WHAT YOU ARE ASKED TO DO :: In this exercise, reproduce the whole listing exactly.

INFORMATION ::
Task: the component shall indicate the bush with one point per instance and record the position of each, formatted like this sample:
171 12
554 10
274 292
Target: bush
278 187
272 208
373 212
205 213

ANSWER TO THIS TASK ::
Task: the component shall indicate the bush with one point per instance and record the position of each, formatted like this sample:
171 12
554 10
274 292
Target: bush
278 187
272 208
373 212
205 213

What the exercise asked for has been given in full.